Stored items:
————————

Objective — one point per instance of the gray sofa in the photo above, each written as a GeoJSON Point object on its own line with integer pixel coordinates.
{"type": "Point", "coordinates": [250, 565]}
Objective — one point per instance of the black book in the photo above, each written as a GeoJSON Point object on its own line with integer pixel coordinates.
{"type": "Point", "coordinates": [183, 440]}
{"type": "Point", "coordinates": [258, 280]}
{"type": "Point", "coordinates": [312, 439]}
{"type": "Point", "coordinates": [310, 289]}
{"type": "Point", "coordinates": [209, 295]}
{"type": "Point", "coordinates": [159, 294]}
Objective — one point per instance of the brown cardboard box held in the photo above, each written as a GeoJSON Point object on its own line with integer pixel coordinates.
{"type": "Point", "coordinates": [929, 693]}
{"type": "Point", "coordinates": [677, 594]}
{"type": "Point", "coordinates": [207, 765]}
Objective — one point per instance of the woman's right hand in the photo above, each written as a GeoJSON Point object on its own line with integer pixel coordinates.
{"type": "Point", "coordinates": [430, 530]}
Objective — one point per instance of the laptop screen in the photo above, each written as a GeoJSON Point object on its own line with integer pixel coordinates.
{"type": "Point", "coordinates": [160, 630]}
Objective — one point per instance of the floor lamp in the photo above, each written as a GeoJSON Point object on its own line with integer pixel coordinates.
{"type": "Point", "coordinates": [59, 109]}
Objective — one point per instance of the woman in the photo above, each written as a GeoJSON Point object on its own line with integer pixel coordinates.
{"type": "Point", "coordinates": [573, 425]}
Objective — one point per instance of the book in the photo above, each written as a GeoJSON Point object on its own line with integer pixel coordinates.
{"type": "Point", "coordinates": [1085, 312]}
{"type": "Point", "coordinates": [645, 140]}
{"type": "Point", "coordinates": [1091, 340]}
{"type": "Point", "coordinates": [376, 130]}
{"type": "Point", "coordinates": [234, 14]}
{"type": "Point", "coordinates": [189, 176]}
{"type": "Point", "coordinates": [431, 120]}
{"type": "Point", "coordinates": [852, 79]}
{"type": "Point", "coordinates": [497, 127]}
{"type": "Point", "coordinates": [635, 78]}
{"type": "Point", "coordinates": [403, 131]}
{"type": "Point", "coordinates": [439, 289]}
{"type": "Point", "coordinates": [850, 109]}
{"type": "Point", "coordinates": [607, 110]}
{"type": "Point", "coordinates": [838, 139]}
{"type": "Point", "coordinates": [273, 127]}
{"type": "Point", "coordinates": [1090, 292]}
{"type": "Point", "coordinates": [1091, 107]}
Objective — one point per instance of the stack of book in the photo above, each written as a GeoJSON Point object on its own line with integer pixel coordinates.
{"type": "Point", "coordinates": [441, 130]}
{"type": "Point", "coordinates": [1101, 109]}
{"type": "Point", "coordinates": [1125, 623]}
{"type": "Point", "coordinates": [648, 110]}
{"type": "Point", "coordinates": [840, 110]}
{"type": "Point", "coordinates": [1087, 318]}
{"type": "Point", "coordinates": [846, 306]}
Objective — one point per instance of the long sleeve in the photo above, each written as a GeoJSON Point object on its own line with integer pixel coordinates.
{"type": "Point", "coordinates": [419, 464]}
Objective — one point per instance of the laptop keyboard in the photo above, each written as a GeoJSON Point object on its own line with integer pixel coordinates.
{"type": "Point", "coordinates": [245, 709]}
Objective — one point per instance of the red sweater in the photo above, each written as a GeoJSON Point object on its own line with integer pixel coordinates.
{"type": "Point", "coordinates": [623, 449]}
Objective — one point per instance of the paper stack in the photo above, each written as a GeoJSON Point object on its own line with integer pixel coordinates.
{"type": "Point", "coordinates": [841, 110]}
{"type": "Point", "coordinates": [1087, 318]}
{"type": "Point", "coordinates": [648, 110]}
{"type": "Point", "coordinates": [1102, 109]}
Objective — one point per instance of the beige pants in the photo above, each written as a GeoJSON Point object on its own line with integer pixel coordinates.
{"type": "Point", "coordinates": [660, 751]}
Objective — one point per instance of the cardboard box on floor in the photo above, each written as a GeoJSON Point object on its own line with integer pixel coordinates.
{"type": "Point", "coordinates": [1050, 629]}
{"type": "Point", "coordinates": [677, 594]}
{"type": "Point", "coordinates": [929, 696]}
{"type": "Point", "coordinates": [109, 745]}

————————

__What the exercise asks__: Nothing but the lines from the one holding "Objective — one point per instance of the cardboard" to the end of the entries should be returned, each exactly as it stands.

__Output of the task__:
Objective — one point per instance of the cardboard box on floor in the photo above, each written as a GeoJSON Point object on its own line with integer pixel coordinates.
{"type": "Point", "coordinates": [1050, 629]}
{"type": "Point", "coordinates": [677, 594]}
{"type": "Point", "coordinates": [929, 696]}
{"type": "Point", "coordinates": [109, 745]}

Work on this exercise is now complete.